▶ Instructions:
1: In the abstract on deep brain stimulator placement, what disease were the subthalamic nucleus implants used to treat?
2: Please pick up the abstract on deep brain stimulator placement after its last sentence and continue writing it.

▶ Excerpted text:
Subthalamic nucleus deep brain stimulator placement using high-field interventional magnetic resonance imaging and a skull-mounted aiming device: technique and application accuracy

Abstract

Object: The authors discuss their method for placement of deep brain stimulation (DBS) electrodes using interventional MR (iMR) imaging and report on the accuracy of the technique, its initial clinical efficacy, and associated complications in a consecutive series of subthalamic nucleus (STN) DBS implants to treat Parkinson disease (PD).

▶ Provided information:
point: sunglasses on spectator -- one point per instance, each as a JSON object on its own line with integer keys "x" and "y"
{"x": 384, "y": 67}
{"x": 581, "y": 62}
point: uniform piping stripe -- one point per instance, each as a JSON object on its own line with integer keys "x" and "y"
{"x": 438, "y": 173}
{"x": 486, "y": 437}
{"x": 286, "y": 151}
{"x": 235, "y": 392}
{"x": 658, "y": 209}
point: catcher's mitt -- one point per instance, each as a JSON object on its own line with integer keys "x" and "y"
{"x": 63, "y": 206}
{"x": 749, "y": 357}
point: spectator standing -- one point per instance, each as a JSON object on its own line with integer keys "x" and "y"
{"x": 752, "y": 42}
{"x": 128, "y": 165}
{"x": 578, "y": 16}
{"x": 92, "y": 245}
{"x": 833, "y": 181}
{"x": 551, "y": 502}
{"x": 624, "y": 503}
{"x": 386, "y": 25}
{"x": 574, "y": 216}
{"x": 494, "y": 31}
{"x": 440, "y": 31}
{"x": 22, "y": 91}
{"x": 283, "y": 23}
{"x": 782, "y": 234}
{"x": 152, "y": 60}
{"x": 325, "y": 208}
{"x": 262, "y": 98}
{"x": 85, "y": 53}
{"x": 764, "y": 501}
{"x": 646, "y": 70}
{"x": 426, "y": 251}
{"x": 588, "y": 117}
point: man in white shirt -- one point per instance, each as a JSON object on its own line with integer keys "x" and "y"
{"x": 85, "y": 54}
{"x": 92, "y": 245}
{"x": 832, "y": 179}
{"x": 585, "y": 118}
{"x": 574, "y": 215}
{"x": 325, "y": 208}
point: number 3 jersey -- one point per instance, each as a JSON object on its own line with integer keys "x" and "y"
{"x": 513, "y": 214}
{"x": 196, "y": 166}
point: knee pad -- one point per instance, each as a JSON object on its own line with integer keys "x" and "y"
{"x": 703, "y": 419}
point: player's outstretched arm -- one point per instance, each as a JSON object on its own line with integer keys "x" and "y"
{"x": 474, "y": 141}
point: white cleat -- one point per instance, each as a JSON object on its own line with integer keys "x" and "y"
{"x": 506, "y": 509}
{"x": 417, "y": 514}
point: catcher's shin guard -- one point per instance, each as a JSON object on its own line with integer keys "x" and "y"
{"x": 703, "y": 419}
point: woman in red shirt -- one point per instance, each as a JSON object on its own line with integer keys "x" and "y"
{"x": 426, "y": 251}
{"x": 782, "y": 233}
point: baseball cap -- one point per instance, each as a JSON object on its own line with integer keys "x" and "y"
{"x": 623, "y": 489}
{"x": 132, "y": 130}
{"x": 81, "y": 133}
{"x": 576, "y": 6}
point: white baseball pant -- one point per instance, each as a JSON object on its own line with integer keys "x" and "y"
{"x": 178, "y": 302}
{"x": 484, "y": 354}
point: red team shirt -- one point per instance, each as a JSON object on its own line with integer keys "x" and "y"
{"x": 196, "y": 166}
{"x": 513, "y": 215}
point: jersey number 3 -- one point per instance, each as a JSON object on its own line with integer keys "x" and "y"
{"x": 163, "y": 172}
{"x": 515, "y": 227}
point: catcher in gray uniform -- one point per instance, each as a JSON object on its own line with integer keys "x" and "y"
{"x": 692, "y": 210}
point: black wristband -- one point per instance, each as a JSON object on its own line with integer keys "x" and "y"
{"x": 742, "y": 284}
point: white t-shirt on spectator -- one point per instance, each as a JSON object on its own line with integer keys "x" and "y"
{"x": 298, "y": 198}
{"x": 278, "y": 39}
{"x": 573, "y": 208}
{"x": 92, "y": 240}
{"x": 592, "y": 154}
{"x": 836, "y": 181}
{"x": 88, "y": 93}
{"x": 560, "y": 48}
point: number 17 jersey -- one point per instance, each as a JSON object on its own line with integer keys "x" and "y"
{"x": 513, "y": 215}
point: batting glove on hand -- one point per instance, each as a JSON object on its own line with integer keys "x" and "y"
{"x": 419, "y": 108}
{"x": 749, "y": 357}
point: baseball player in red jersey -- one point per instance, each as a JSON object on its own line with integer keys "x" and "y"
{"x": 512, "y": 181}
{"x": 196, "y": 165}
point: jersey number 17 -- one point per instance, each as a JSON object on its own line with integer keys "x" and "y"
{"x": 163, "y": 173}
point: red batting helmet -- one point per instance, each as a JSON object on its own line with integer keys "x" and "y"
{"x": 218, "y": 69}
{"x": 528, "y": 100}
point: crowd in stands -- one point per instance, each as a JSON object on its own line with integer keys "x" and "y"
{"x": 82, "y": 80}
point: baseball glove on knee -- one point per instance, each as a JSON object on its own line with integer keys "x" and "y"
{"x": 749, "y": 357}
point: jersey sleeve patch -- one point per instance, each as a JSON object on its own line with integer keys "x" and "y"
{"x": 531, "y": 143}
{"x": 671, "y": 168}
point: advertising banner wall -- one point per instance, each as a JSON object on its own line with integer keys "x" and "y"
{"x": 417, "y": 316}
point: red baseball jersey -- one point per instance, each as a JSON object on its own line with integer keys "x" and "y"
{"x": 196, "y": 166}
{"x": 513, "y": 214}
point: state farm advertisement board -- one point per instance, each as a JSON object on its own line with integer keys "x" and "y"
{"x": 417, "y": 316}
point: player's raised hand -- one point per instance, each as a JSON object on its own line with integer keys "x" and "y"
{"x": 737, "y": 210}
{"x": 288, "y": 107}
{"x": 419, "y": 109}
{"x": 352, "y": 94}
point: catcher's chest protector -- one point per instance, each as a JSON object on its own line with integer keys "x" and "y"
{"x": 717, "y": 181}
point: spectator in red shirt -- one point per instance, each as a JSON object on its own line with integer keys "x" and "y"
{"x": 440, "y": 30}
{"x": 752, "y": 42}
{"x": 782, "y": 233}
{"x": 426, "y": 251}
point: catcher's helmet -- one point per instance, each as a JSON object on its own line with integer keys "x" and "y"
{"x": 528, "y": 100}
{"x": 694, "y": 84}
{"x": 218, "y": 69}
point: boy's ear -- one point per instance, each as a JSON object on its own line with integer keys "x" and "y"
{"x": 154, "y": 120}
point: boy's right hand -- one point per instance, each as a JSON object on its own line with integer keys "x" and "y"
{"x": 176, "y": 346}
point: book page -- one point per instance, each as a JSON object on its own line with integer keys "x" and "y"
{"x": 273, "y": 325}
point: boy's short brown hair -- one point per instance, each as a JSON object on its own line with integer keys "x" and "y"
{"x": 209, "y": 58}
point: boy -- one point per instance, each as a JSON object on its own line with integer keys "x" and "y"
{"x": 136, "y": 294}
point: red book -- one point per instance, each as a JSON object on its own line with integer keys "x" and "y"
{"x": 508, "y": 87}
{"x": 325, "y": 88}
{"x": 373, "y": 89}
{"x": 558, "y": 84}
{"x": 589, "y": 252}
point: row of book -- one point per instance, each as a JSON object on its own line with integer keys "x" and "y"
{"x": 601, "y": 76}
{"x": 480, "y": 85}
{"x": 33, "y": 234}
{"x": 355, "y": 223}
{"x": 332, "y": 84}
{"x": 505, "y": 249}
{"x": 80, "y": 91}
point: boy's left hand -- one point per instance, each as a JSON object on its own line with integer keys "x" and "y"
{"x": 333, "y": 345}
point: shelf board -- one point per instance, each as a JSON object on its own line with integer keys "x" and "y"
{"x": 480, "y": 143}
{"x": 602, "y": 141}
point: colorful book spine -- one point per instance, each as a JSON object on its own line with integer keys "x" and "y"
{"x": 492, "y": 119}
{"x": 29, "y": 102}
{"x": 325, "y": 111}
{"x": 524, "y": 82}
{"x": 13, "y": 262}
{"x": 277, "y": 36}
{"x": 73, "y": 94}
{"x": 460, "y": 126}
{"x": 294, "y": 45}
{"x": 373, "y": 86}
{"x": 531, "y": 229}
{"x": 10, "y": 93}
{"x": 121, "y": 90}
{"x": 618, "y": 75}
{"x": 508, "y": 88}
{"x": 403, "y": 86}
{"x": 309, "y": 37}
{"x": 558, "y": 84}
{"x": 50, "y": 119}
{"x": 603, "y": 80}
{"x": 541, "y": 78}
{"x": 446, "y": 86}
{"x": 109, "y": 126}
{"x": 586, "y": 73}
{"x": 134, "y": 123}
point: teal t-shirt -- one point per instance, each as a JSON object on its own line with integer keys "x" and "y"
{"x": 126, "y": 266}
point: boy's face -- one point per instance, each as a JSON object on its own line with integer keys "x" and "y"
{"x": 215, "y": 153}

▶ Responses for each task:
1: Parkinson disease (PD).

2:
Methods: A skull-mounted aiming device (Medtronic NexFrame) was used in conjunction with real-time MR imaging (Philips Intera 1.5T). Preoperative imaging, DBS implantation, and postimplantation MR imaging were integrated into a single procedure performed with the patient in a state of general anesthesia. Accuracy of implantation was assessed using 2 types of measurements: the "radial error," defined as the scalar distance between the location of the intended target and the actual location of the guidance sheath in the axial plane 4 mm inferior to the commissures, and the "tip error," defined as the vector distance between the expected anterior commissure-posterior commissure (AC-PC) coordinates of the permanent DBS lead tip and the actual AC-PC coordinates of the lead tip. Clinical outcome was assessed using the Unified Parkinson's Disease Rating Scale part III (UPDRS III), in the off-medication state.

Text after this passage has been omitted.